:: Supplied entries ::
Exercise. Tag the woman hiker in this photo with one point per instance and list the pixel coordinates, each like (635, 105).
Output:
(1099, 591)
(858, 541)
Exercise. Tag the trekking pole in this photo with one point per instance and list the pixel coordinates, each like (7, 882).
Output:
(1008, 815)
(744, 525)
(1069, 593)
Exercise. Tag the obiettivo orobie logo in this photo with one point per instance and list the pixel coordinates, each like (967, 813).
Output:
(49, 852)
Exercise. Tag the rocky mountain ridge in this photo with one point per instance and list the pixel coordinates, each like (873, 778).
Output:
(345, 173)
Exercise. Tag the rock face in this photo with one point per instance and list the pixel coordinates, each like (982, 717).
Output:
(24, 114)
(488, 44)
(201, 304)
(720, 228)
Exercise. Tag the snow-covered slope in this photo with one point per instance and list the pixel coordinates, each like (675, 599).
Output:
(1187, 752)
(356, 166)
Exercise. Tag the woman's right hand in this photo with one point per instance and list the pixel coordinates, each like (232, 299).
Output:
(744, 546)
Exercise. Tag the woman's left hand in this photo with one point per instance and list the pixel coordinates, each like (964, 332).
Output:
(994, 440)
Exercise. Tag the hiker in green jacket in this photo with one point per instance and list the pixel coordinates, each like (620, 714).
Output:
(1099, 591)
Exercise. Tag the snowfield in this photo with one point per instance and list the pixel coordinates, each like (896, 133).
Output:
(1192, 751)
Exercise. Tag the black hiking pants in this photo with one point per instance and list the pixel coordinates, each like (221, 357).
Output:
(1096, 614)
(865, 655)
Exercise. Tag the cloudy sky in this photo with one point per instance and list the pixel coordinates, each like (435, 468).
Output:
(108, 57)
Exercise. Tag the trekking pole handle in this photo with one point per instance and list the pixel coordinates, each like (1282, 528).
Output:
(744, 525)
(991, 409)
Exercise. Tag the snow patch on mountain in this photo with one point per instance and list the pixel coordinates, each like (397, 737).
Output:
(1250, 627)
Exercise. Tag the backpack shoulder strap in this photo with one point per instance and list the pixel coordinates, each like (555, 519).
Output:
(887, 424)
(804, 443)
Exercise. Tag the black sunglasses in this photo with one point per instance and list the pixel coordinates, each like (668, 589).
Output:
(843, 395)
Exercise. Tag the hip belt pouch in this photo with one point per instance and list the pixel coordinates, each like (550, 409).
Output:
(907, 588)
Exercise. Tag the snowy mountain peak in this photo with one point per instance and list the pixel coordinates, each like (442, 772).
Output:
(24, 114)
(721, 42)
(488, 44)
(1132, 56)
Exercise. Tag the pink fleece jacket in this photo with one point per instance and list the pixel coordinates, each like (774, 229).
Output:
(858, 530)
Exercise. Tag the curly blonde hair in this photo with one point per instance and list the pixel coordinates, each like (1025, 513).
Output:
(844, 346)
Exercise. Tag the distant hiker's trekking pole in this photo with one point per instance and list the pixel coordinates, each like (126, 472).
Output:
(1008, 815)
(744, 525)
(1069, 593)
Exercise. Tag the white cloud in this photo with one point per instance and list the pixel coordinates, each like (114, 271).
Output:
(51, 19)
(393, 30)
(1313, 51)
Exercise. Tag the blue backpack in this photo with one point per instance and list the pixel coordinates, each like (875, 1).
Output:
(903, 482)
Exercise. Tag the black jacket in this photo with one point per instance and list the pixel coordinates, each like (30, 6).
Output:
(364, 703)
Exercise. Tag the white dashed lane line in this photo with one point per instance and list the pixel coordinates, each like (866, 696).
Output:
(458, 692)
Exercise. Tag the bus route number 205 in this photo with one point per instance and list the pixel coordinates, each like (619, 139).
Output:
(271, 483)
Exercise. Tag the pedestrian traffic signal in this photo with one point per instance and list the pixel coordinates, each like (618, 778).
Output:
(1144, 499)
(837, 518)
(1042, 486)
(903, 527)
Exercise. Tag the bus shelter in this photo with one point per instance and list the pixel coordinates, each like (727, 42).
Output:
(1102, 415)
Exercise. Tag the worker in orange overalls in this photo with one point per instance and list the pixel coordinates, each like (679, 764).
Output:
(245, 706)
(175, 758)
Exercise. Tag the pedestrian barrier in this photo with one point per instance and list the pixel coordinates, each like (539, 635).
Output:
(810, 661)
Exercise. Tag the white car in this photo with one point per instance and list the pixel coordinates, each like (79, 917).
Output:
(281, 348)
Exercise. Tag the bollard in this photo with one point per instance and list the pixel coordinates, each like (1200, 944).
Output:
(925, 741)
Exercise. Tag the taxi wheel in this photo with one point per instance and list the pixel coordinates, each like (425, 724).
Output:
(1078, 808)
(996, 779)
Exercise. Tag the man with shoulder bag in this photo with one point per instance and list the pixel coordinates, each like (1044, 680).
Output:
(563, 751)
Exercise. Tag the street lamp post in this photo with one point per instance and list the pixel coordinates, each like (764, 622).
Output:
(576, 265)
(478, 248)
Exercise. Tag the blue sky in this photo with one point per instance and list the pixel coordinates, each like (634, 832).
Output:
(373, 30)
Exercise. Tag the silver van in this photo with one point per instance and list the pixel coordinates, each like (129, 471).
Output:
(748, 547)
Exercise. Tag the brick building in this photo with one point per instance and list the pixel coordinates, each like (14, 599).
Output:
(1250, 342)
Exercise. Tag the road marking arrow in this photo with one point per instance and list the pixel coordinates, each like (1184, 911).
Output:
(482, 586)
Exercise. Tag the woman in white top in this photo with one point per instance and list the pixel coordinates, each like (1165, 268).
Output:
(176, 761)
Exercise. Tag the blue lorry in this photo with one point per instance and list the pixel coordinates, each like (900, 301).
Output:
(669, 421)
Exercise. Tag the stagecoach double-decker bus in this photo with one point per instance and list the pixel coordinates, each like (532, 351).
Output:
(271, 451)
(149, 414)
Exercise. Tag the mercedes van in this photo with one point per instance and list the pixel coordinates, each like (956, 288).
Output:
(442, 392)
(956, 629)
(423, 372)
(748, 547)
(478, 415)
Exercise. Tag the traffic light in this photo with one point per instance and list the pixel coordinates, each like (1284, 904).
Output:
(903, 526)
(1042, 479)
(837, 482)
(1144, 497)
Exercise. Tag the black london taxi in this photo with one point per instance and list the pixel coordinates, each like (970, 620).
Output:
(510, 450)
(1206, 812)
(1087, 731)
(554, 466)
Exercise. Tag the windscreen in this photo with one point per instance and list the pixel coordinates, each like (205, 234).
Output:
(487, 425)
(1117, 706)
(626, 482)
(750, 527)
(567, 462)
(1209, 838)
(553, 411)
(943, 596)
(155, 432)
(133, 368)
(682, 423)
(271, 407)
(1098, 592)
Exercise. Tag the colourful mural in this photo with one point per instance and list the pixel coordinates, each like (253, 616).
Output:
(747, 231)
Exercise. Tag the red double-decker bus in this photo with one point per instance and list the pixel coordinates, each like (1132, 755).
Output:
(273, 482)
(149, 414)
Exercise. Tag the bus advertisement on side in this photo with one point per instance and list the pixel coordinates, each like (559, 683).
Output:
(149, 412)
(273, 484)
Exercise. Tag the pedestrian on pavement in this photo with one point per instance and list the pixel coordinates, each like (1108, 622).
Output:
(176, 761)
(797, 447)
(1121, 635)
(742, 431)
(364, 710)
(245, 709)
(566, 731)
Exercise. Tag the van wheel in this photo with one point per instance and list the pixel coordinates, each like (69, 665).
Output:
:::
▶ What the task asks: Number of lines above that include "decker": state it and nothing else.

▶ Answer section: 2